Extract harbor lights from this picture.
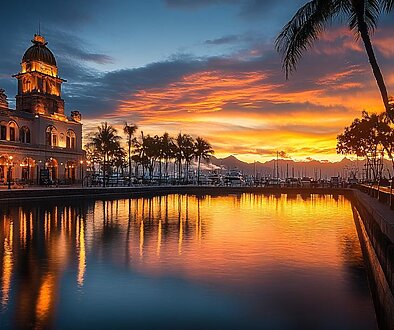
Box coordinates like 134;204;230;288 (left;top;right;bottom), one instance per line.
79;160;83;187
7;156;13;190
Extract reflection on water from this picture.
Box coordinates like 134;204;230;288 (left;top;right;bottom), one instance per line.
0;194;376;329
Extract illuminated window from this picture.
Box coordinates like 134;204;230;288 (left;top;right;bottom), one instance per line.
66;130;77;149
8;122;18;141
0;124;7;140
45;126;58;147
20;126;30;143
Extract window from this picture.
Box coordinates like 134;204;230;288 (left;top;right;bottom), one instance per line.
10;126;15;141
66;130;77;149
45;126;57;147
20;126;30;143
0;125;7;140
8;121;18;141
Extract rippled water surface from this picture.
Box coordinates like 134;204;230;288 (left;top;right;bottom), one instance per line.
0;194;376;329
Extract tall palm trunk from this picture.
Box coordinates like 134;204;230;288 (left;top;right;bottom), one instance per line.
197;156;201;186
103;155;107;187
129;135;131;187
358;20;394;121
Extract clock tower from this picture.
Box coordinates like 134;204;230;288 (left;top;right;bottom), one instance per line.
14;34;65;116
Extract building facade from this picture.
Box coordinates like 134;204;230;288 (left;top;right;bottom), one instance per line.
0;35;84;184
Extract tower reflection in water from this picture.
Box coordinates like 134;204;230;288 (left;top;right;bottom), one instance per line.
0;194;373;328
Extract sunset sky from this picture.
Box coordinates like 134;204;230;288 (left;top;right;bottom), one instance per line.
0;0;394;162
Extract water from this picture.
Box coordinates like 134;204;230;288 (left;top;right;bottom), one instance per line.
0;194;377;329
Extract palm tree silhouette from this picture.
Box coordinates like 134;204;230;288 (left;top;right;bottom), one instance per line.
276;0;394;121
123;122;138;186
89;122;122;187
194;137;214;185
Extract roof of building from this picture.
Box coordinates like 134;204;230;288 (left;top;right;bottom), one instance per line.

**WHAT IS NEEDED**
Reproduce the records verbatim from the line containing "Extract reflection on" through the line containing "0;0;394;162", both lines included.

**EXERCISE ANSWER**
Extract reflection on water from this picture.
Box coordinates like 134;204;230;288 (left;top;right;bottom), one instance per line.
0;194;376;329
Extract illuminated window from this picture.
Box coordinates like 134;204;230;288 (left;top;right;bottom), one instance per line.
66;130;77;149
8;122;18;141
0;124;7;140
45;126;58;147
20;126;30;143
Extract window from this picture.
Box coordinates like 134;204;230;288 (left;top;right;bottom), one instance per line.
10;126;15;141
66;130;77;149
45;126;57;147
20;126;30;143
0;125;7;140
8;121;18;141
Extract rippled water surface from this picture.
Box coordinates like 134;204;230;288 (left;top;right;bottom), one instance per line.
0;194;376;329
Extract tall palm trunk from this picture.
Box coordinates like 134;204;230;288 (left;top;right;bottom), one instance per line.
197;156;201;186
103;155;107;187
129;135;131;187
358;20;394;121
Extract clock tower from this picture.
Box coordinates like 134;204;230;288 (left;top;right;bottom), one instance per line.
14;34;65;116
Extract building facade from this picture.
Box coordinates like 134;204;230;288 (left;top;right;bottom), one instance per line.
0;35;84;184
Extract tower reflection in water from this picture.
Box coordinates like 134;204;230;288 (left;top;right;bottom), one instance per line.
0;194;373;328
Extract sunset sky from this picture.
Box coordinates like 134;204;230;288 (left;top;right;bottom), one instance per line.
0;0;394;162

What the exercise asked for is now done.